Entries drawn from a collection:
** Start **

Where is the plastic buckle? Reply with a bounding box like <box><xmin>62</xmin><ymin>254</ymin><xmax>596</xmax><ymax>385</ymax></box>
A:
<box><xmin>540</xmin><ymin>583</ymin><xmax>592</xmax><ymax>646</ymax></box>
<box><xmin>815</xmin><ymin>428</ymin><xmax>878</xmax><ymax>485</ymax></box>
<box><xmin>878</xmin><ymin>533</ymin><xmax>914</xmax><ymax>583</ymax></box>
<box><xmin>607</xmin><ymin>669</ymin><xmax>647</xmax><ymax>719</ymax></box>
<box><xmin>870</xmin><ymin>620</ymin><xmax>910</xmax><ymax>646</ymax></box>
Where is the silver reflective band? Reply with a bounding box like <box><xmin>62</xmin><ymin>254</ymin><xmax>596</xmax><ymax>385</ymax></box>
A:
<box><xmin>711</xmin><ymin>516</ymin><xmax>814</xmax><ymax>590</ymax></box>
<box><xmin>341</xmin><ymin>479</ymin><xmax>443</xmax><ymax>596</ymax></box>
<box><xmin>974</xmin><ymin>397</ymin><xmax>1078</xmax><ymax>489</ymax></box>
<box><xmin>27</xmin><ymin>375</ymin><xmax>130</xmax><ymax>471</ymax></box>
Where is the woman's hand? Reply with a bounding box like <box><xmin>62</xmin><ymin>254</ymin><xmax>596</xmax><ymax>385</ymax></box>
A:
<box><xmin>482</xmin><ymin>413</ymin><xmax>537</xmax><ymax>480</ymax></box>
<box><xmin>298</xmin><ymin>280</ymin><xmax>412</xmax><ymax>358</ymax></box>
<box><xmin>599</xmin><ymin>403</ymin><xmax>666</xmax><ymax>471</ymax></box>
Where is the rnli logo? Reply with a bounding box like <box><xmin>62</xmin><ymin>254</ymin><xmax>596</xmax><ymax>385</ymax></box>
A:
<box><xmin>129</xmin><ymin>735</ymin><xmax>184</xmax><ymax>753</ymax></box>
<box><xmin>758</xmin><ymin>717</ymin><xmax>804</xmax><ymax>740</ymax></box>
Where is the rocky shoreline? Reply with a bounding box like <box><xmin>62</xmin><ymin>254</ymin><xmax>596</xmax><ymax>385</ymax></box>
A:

** End **

**Given request:**
Report how many lines in the entries above contain the string "bounding", with case counting. Give only the number.

**Exercise response:**
5